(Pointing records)
● ● ● ●
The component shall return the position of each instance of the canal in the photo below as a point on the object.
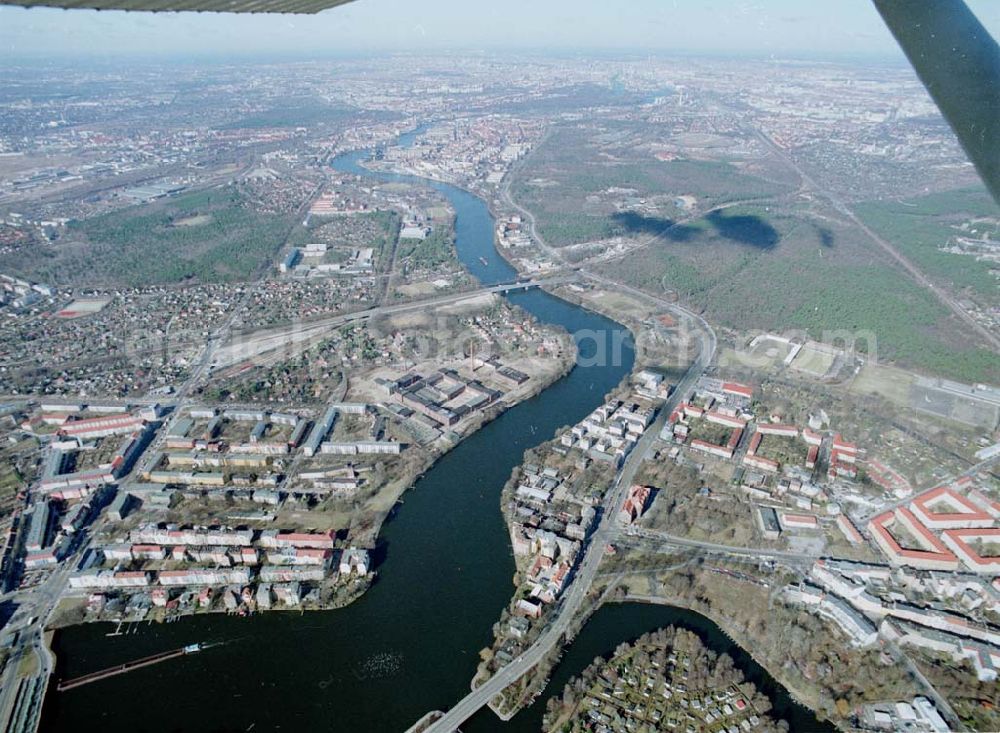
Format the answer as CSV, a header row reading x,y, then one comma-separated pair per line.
x,y
411,643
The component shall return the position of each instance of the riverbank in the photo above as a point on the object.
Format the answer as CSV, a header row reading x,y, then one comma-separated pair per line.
x,y
444,572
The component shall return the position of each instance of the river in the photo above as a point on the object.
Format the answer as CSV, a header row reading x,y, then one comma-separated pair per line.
x,y
411,643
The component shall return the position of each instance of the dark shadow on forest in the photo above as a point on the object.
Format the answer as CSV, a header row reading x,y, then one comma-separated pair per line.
x,y
742,228
745,229
636,223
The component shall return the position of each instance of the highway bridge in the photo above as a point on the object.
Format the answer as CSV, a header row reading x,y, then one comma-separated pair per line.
x,y
566,610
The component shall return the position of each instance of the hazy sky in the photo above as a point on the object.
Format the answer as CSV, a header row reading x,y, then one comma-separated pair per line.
x,y
780,27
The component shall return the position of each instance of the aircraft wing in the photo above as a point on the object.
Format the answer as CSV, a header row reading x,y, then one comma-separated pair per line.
x,y
213,6
959,63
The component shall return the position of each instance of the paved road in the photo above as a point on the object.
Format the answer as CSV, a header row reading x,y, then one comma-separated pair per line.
x,y
566,609
950,302
638,535
970,471
249,344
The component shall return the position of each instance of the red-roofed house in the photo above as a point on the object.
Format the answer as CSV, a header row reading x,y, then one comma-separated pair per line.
x,y
944,508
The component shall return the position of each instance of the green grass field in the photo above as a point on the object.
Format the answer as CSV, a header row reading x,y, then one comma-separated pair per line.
x,y
816,279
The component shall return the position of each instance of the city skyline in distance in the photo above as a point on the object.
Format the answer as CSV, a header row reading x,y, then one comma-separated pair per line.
x,y
779,28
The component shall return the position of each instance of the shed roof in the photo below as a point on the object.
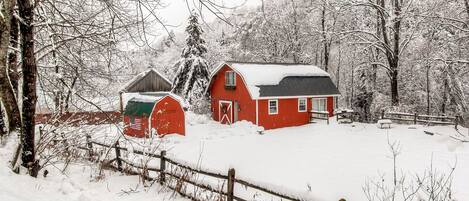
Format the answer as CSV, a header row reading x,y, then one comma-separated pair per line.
x,y
148,81
282,79
142,105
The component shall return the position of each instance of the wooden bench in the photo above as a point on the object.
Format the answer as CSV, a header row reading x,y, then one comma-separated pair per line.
x,y
384,122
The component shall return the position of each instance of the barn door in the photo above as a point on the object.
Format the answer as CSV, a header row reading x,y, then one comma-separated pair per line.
x,y
225,112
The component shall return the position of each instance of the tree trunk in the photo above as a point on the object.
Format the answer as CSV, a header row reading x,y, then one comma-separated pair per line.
x,y
394,89
428,90
324,38
12,56
466,3
395,64
7,95
3,130
445,96
29,70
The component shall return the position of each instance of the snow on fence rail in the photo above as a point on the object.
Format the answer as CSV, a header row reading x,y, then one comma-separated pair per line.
x,y
418,118
323,115
163,171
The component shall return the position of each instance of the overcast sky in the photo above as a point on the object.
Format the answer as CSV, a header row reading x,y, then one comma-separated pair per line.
x,y
176,12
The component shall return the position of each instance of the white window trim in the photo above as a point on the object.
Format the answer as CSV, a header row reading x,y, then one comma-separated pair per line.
x,y
325,103
234,78
276,104
306,104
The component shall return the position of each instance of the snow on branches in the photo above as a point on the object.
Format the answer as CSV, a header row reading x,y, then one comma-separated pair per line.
x,y
192,75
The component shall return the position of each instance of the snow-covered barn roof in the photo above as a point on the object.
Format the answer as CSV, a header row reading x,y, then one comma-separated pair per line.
x,y
148,81
266,80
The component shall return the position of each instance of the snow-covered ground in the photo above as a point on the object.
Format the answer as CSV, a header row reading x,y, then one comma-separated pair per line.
x,y
76,184
326,162
334,161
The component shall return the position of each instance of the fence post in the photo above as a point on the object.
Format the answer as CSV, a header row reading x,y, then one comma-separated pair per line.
x,y
456,121
118,155
162,167
230,186
89,144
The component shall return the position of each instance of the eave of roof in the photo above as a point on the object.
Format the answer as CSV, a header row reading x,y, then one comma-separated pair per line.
x,y
255,90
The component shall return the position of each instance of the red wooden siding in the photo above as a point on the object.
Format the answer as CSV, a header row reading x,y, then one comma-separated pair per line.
x,y
167,117
247,109
288,114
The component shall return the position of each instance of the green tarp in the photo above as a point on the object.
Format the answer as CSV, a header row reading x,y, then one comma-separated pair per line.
x,y
136,108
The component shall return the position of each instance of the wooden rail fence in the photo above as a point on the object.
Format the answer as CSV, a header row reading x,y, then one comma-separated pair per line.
x,y
323,115
163,172
421,119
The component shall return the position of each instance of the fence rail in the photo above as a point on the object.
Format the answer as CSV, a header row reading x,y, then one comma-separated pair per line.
x,y
420,118
163,171
323,115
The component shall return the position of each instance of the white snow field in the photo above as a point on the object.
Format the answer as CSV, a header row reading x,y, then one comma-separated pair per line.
x,y
334,161
76,184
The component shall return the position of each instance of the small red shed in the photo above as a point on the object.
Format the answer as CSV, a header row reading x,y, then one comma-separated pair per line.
x,y
161,113
270,95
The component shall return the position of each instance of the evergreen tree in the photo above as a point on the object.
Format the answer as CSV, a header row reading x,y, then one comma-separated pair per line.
x,y
192,75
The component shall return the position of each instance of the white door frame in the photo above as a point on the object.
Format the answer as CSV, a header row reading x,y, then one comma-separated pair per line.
x,y
230,107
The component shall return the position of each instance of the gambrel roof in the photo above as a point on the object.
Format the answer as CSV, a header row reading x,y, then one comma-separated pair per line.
x,y
267,80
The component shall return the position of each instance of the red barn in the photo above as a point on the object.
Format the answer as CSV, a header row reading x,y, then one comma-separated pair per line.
x,y
162,112
270,95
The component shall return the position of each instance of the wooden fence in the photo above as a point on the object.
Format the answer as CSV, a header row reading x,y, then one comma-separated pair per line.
x,y
346,114
323,115
420,119
163,173
78,118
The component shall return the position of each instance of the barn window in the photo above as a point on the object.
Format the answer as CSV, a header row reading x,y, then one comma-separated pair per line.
x,y
302,105
273,106
319,104
230,79
336,102
132,120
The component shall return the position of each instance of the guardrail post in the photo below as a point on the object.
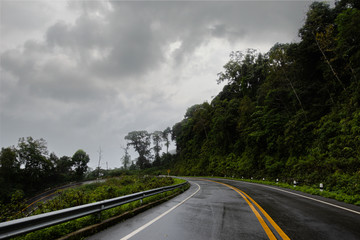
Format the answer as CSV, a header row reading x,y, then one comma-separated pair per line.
x,y
98,215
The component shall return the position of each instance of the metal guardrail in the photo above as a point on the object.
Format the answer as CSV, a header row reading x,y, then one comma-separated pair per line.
x,y
32,223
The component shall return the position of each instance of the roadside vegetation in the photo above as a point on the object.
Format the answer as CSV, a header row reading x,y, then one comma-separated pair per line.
x,y
292,113
113,187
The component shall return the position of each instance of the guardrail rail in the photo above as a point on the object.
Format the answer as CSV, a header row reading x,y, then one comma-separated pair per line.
x,y
32,223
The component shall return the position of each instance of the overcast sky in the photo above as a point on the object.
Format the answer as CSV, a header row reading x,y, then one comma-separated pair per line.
x,y
82,74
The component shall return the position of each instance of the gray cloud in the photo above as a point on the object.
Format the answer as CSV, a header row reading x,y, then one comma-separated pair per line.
x,y
122,66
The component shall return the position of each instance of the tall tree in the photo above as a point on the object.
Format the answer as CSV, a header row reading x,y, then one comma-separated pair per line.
x,y
157,139
140,140
80,160
165,136
33,156
126,159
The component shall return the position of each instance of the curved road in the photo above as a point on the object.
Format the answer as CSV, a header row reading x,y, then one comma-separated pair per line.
x,y
228,209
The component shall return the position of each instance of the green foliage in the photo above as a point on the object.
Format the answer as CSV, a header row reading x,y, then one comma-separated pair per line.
x,y
113,187
291,113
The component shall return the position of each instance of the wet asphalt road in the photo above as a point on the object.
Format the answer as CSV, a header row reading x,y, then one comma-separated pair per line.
x,y
210,210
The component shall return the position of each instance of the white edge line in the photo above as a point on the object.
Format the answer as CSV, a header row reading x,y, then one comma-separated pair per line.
x,y
296,194
160,216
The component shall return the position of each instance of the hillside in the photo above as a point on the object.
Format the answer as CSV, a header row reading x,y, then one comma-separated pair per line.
x,y
292,113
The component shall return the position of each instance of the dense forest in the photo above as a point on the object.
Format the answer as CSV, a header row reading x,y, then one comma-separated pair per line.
x,y
29,168
292,113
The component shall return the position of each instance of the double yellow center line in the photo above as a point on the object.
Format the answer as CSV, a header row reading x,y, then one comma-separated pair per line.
x,y
250,202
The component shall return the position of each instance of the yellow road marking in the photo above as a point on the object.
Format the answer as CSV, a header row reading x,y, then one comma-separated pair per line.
x,y
257,214
272,222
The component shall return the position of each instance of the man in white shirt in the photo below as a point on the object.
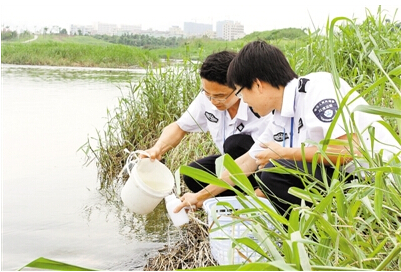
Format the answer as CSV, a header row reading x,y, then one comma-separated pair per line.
x,y
304,110
232,124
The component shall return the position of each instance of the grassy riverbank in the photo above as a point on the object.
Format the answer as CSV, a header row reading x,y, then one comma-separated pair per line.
x,y
87,51
350,226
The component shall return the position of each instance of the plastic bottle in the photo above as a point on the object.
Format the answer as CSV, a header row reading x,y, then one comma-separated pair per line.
x,y
179,218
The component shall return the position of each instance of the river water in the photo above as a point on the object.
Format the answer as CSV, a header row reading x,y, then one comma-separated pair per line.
x,y
50,203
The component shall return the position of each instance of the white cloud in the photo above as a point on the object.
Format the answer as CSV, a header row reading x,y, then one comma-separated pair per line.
x,y
161,15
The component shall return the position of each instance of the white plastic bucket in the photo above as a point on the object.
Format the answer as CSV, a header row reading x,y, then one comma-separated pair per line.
● ● ● ●
## Required task
Write out only the final block of lines, starting at the line with "of the grassy" and running to the end of the material.

## Exercise solution
The component shall return the position of each instance of the grassy riverbank in the photo above as a point on the object.
Format the answer as CSV, a header row reading x,y, then one comma-separated pair per line.
x,y
87,51
350,226
The component shall return the position of each instance of the plastic bottle in the photo above as a point on the object.
Format the answer as CSV, a header row reading x,y, then one comma-separated pair per line.
x,y
179,218
The component shall return the position of each instance of the river water in the photo above as a point on the object.
Format the answer as CSV, a header row reading x,y, then one comma-separated pair per line.
x,y
50,203
The component shall return the position of each instance of the white cloud in the photo above as a point on the object.
Format the answer as CSV, a header row reading x,y, then one comma-separated pair per line.
x,y
161,15
The component shall return the position of each instance of the white plastic bucket in the photo above as a point on the object.
Format the answer as CSV, a header row reading x,y, then one comma-separated pair per line.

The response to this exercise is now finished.